- [Exercise requirements]: Can you pull out every line in the entries below that contains the word "with"?

- [Exercise input]:

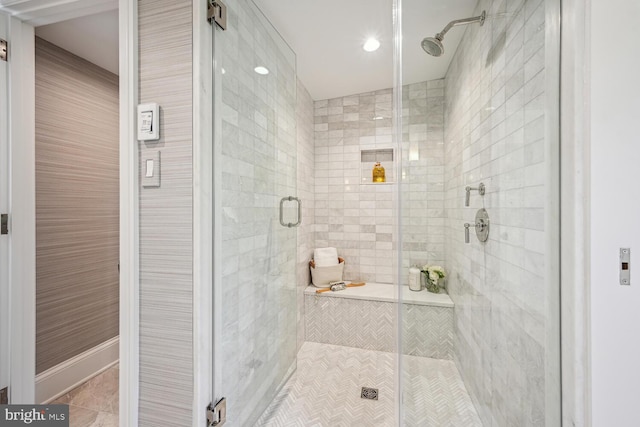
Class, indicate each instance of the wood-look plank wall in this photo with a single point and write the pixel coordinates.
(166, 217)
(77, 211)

--

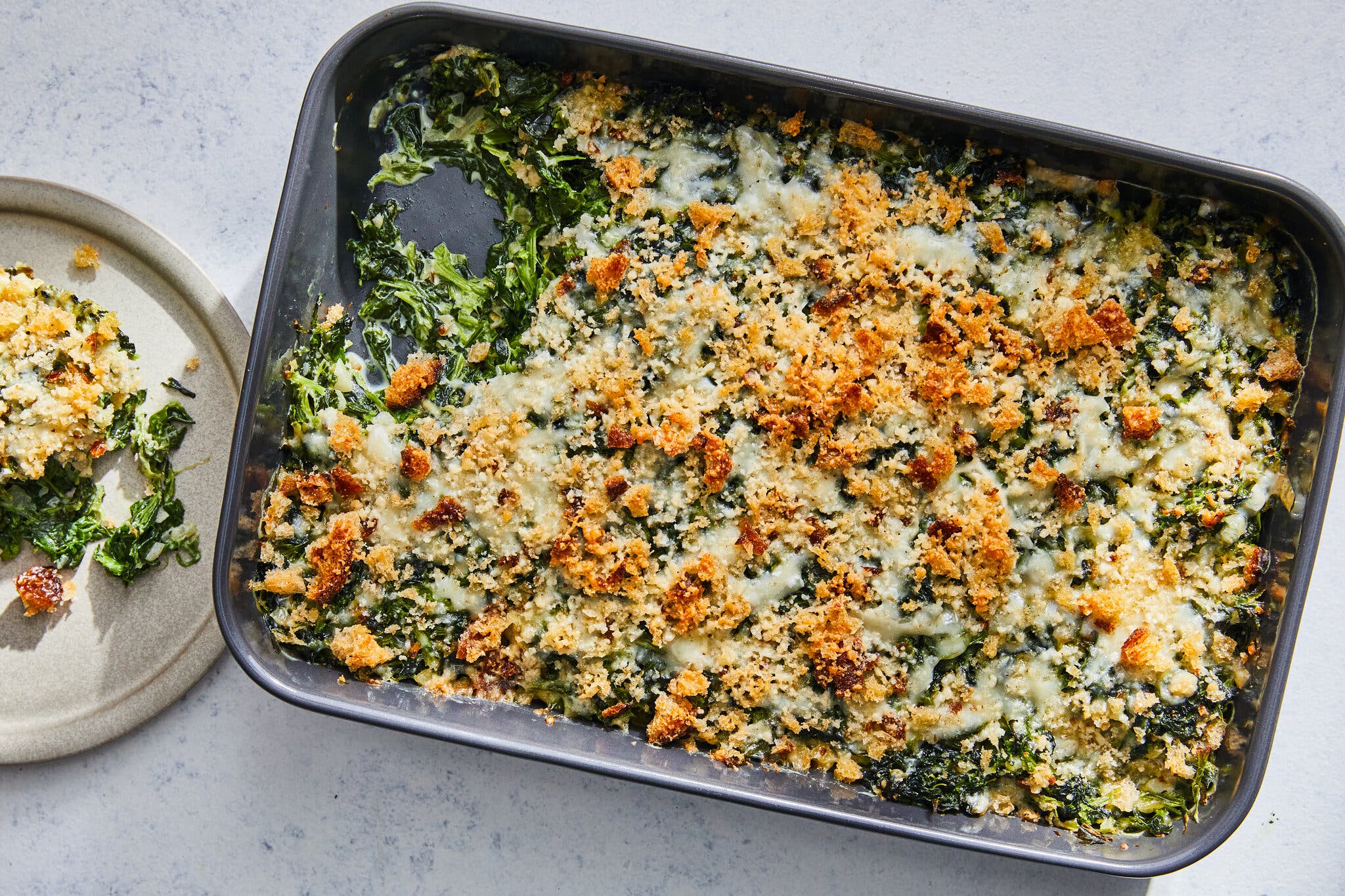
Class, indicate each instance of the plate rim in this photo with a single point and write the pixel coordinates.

--

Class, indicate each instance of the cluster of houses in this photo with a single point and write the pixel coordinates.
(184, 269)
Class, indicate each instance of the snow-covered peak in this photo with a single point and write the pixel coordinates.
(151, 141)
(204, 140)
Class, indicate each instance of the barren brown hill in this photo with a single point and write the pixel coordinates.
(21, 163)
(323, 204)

- [Response to this task]:
Class, indicate each instance of the wood-look plank wall in this photo with a single point and write the pixel coordinates.
Class, indicate each instance of the plate rim in this photo with a single point and write the pixel coordinates.
Class, indicate each instance of the cluster of houses in this photo with a single point and write the pixel coordinates.
Class, indicate each instance of the snow-covered peak in this photo with a single point and write the pixel coordinates.
Class, indicate each instance of the barren brown hill in this photo with a single point and write the pixel coordinates.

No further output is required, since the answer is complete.